KEYreit has previously mailed to unitholders an information circular and cover letter with regard to the unitholders' meeting and the Rights Plan vote. These documents are available on KEYreit's website www.keyreittruevalue.com and at www.sedar.com. KEYreit will also be mailing to unitholders a Notice of Change to the Trustees' Circular outlining the reasons to REJECT the Revised Offer. Unitholders should carefully review the Rights Plan circular and cover letter as supplemented by the Notice of Change to the Trustees' Circular which will be mailed shortly and then VOTE FOR the Rights Plan to defend against Huntingdon's Revised Offer.
If you have tendered your units, you should withdraw them immediately
Unitholders who have tendered units and who wish to obtain advice or assistance in withdrawing their units are urged to contact their broker or Kingsdale Shareholder Services Inc., the information agent retained by KEYreit, at 1-888-518-1562. Kingsdale is also available to respond to enquiries regarding the trustees' circular and the information circular.
KEYreit (TSX: KRE.UN) is Canada's premier small-box retail property owner with 226 properties in nine provinces across Canada. KEYreit's properties are well located and geographically diverse across Canada with the majority of all properties containing long-term quadruple net leases.
To find out more about KEYreit (TSX: KRE.UN), visit our website at www.keyreit.com.
This press release contains certain information or statements that may constitute forward-looking information within the meaning of securities laws, which reflect the current view of KEYreit with respect to KEYreit's objectives, plans, goals, strategies, future growth, results of financial and operating performance and business prospects and opportunities. In some cases, forward-looking information can be identified by the use of terms such as "may", "will", "should", "expect", "plan", "anticipate", "believe", "intend", "estimate", "forecast", "predict", "potential", "continue" or other similar expressions concerning matters that are not historical facts. In particular, forward-looking information included in this press release includes, but is not limited to, statements with respect to KEYreit's strategic alternative process, KEYreit's turnaround including its ability to lease vacant property units, execute planned acquisitions, collect minimum rents, diversify its tenant base, undertake land intensification projects, refinance loans and mortgages at their maturity, complete accretive acquisitions, and maintain or grow monthly cash distribution levels, and also with respect to the timing of such events. Forward-looking information should not be read as guarantees of future events, performance or results, and will not necessarily be accurate indications of whether, or the times at which, such events, performance or results will be achieved. All of the statements and information in this press release containing forward-looking information are qualified by these cautionary statements.

##########

* **Instructions**:
• A. From the KEYreit press release, extract the passage that begins with the words containing "If you have" and ends with "website at www.keyreit.com.".
• B. List every web address given in the KEYreit press release.
The entries that follow the press release aren't needed for anything here.

* **Records shown**:
##########

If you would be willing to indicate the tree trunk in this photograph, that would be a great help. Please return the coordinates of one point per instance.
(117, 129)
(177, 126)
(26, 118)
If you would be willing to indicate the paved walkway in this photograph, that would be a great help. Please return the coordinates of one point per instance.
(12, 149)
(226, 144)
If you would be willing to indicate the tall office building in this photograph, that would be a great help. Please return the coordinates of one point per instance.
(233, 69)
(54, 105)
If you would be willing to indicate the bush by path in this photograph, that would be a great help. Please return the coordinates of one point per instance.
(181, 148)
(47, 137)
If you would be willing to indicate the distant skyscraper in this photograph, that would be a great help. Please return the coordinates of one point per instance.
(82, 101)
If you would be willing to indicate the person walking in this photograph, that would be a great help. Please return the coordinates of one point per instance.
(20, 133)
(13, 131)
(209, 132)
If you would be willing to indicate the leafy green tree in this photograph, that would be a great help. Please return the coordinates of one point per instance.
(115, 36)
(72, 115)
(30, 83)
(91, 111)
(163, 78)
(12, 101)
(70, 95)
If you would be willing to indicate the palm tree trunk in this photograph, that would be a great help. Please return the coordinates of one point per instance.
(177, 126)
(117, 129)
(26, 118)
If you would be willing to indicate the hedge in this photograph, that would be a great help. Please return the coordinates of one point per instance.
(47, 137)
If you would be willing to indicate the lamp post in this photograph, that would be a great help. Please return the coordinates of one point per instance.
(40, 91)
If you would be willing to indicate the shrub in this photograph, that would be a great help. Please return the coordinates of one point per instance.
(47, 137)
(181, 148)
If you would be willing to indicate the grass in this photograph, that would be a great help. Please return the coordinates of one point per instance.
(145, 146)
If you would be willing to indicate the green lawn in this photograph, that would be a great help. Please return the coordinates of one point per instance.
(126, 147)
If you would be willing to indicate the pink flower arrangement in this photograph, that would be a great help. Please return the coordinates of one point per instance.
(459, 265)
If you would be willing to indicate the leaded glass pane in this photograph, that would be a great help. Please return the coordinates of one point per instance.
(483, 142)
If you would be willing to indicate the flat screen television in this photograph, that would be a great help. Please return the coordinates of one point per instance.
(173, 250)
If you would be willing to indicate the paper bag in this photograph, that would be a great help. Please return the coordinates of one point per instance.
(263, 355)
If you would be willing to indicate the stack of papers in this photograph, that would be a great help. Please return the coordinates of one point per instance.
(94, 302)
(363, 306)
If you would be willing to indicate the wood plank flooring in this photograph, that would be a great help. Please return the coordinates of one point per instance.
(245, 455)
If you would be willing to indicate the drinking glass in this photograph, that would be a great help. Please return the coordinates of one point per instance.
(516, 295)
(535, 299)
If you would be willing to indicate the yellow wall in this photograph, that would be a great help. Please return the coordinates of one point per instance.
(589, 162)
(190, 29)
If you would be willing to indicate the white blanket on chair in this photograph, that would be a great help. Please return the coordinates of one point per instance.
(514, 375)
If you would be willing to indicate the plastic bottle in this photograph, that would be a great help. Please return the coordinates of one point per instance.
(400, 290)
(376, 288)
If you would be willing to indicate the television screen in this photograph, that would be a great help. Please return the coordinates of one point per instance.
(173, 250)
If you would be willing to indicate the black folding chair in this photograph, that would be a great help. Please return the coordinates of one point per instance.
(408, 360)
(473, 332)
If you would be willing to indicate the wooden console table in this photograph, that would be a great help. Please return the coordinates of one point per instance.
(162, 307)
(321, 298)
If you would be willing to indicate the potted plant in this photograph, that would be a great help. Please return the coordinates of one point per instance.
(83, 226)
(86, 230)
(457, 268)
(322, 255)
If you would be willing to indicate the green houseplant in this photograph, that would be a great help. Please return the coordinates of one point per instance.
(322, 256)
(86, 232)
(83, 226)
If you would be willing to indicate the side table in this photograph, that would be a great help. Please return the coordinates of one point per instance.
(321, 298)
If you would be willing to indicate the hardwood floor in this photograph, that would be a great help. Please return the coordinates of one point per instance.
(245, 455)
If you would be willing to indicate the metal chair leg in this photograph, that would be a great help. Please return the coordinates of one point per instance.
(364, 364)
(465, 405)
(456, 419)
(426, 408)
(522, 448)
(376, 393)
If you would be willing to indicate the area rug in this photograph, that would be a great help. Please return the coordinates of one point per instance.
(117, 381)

##########

* **Solutions to the exercise**:
• A.
If you have tendered your units, you should withdraw them immediately
Unitholders who have tendered units and who wish to obtain advice or assistance in withdrawing their units are urged to contact their broker or Kingsdale Shareholder Services Inc., the information agent retained by KEYreit, at 1-888-518-1562. Kingsdale is also available to respond to enquiries regarding the trustees' circular and the information circular.
KEYreit (TSX: KRE.UN) is Canada's premier small-box retail property owner with 226 properties in nine provinces across Canada. KEYreit's properties are well located and geographically diverse across Canada with the majority of all properties containing long-term quadruple net leases.
To find out more about KEYreit (TSX: KRE.UN), visit our website at www.keyreit.com.

• B.
www.keyreittruevalue.com
www.sedar.com
www.keyreit.com